AVAILABLE DATA: Begin

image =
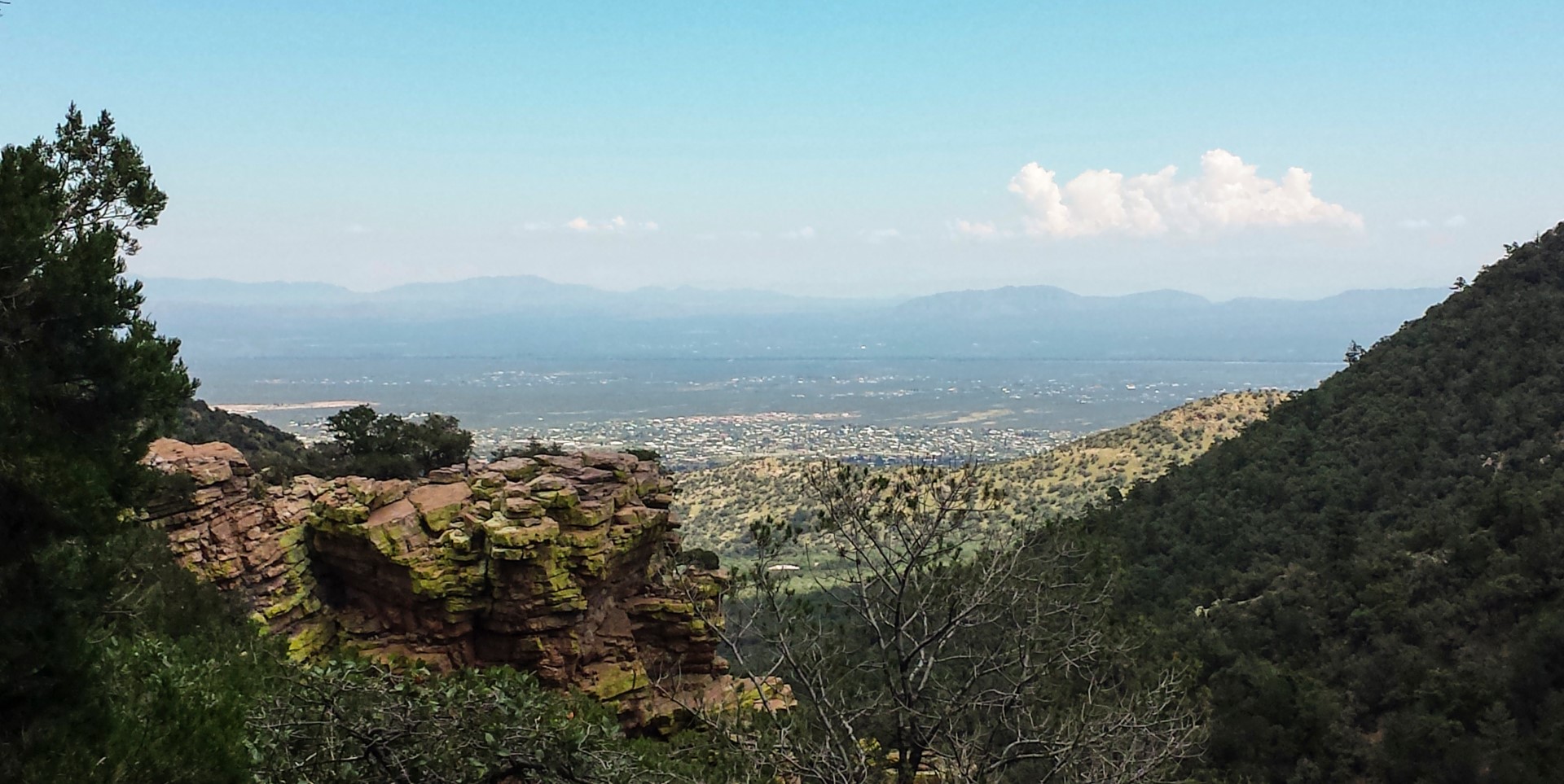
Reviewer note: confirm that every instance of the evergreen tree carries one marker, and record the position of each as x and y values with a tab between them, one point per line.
85	384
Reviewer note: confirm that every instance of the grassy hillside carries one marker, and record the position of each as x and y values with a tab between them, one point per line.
718	505
1372	581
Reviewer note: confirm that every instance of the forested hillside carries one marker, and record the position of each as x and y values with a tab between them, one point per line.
720	505
1370	578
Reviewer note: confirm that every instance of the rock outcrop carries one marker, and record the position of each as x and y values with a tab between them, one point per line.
560	566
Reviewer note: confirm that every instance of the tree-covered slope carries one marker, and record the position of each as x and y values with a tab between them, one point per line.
1370	578
718	505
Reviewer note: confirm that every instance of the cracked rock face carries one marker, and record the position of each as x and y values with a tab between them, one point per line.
552	564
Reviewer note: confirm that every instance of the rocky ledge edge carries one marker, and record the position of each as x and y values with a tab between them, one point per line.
554	564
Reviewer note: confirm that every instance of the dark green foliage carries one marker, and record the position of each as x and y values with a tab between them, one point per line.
418	726
646	453
274	453
85	383
161	670
387	445
85	380
1372	580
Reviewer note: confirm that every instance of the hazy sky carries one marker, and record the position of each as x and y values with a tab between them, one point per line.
839	149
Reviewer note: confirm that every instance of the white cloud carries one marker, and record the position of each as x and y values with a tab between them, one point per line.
1419	224
613	224
973	229
1227	194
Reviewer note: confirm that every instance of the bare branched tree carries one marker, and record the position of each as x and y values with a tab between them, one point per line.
933	649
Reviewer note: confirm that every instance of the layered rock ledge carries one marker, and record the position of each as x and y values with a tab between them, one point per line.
560	566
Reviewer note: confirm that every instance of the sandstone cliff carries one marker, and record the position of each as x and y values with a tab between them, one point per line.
554	564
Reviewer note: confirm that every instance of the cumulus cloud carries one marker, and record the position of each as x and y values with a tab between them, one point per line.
1417	224
1225	194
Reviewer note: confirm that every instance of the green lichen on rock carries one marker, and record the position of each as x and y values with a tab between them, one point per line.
613	680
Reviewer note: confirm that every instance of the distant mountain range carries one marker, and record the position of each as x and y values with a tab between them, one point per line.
528	316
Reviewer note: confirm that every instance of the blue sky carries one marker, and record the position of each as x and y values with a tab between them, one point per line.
820	147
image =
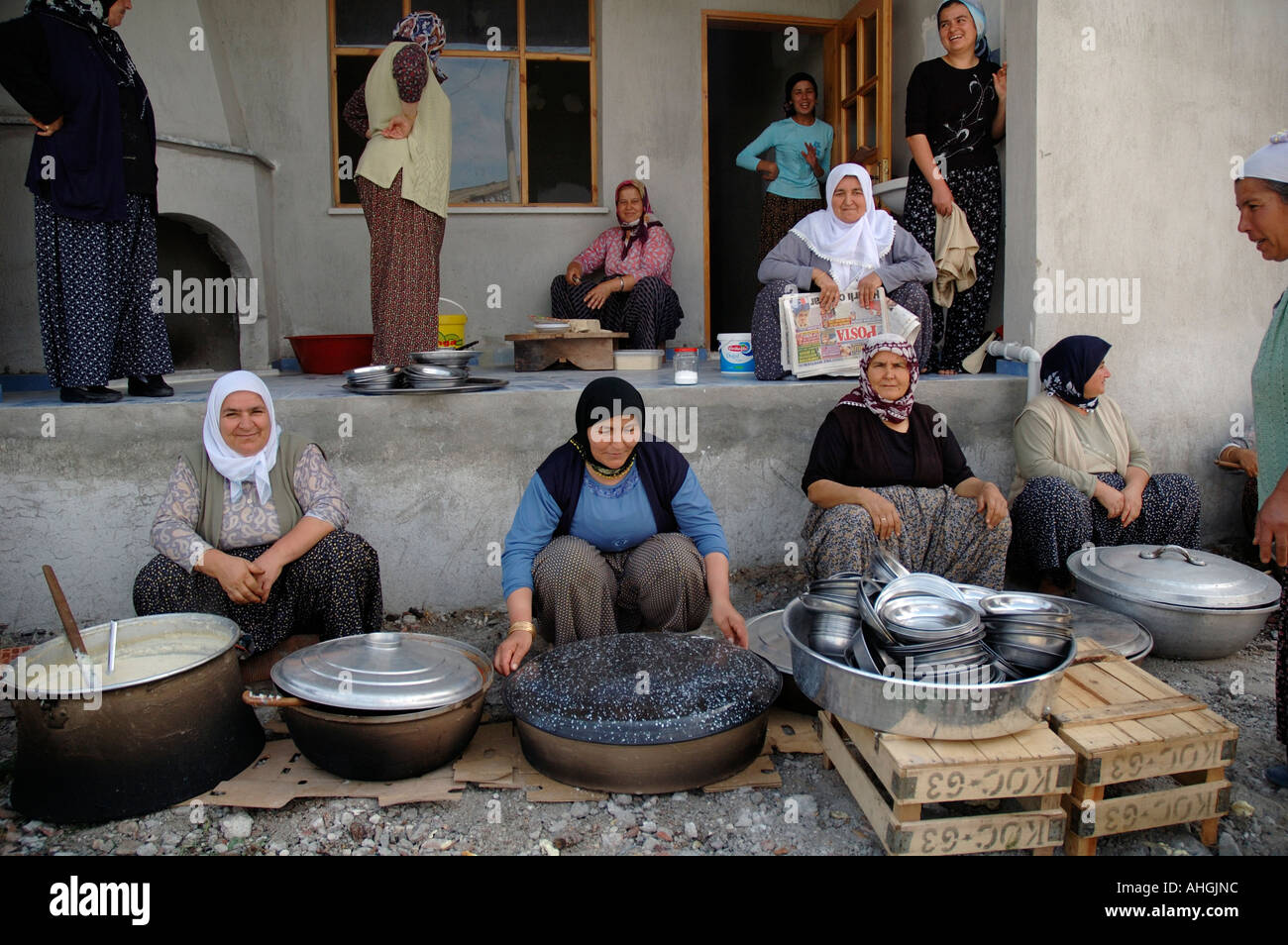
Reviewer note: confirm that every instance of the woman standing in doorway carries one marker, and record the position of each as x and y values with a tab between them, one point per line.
956	111
803	149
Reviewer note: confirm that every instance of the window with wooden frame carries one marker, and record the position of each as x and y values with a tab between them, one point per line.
523	91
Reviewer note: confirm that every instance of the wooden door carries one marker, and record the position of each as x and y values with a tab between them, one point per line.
861	69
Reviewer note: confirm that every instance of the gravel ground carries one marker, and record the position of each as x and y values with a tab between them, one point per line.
822	819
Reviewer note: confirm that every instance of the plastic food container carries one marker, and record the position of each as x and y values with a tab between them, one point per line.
639	360
735	353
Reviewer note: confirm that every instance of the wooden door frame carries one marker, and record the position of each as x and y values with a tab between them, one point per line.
735	18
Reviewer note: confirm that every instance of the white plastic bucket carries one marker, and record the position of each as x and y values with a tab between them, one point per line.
735	353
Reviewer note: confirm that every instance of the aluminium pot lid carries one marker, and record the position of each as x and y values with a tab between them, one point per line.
767	638
380	673
642	689
1175	576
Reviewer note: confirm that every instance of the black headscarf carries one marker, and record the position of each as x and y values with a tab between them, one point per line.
91	17
789	108
601	399
1069	365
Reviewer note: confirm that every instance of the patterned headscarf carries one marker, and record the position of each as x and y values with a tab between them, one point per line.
1069	365
428	30
639	230
91	16
863	395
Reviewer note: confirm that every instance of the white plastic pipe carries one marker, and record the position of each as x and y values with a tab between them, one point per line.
1014	351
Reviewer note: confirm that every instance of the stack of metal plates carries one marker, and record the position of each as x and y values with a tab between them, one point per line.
434	376
375	377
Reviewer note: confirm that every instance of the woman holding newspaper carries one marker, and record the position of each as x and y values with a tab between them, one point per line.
850	246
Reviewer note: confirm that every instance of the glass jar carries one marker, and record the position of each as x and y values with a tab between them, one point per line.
686	365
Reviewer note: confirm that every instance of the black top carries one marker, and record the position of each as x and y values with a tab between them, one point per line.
854	448
954	108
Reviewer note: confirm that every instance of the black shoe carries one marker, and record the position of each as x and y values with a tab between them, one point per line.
153	385
94	394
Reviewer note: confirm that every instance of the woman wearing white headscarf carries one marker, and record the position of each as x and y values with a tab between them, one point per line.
252	528
1261	196
849	246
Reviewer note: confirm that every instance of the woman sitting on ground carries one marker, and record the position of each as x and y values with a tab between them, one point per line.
1081	472
623	278
613	535
885	469
252	528
850	246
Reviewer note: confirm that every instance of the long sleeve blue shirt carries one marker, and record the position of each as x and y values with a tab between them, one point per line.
612	518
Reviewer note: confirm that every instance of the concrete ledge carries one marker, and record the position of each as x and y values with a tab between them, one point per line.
432	480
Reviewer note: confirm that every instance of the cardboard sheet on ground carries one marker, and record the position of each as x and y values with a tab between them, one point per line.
281	774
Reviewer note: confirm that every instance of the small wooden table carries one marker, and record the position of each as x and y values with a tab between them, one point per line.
589	351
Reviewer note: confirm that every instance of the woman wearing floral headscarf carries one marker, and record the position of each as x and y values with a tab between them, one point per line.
402	180
888	471
623	278
1081	472
94	178
253	528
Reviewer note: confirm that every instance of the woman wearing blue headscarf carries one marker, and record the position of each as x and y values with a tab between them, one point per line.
956	111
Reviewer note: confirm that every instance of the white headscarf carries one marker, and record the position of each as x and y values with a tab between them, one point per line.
232	465
851	249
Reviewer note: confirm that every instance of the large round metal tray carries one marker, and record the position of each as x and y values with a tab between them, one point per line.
909	707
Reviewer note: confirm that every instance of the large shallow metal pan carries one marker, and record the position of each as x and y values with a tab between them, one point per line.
917	708
642	712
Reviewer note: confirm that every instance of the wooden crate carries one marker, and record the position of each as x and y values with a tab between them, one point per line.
893	778
1126	726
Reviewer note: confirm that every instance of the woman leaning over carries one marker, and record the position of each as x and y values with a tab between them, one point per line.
613	535
885	469
402	180
803	150
1261	196
1081	472
252	528
849	246
623	278
94	176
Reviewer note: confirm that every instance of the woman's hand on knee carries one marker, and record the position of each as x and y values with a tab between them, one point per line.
885	516
511	652
730	622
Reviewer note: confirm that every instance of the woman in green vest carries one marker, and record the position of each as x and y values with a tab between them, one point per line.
402	180
1261	196
252	528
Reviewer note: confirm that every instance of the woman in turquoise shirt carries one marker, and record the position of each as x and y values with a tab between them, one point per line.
803	147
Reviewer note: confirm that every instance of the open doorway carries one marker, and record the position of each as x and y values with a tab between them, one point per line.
747	62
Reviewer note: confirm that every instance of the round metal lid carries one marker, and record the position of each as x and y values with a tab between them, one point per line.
642	689
382	673
767	638
1171	575
1109	628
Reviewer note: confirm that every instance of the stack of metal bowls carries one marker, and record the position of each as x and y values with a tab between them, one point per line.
443	357
938	636
375	377
1028	634
433	376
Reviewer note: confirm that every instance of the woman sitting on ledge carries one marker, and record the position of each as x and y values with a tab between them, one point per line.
1081	472
623	278
850	246
885	469
252	528
613	535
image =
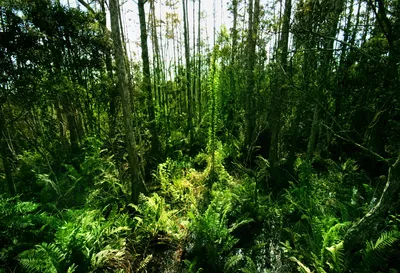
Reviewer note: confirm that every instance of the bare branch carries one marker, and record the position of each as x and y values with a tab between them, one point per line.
87	6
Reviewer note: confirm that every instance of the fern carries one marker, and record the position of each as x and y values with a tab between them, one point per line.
374	253
46	258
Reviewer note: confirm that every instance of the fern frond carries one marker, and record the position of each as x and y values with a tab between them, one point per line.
374	253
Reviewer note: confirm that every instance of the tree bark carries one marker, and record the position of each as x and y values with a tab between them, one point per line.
6	154
251	51
280	93
155	144
361	230
136	183
187	60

AVAILABLE DATA: End

▶ **ASSIGNMENT**
Exactly the lines from the one containing "Reviewer note: confirm that every instance of the fern carries" through the last line of the material above are to be returned, with nothing else.

▶ **SOLUTION TO THIS TASK**
Reviewer note: confirm that every instance of the fern carries one marker, and record the position of each as x and y values with a tab between them, one point per line.
374	253
46	258
Reviewer note: confirm that every instance of the fern frond carries one marker, and record the position of each as x and y values with a tab between them, one point per line.
374	253
Reviewer note: confirm that every instance of the tree bark carries one marker, and record the position of each as x and y values with a tab between them, one point per line.
6	154
251	51
280	93
155	144
361	230
136	183
187	60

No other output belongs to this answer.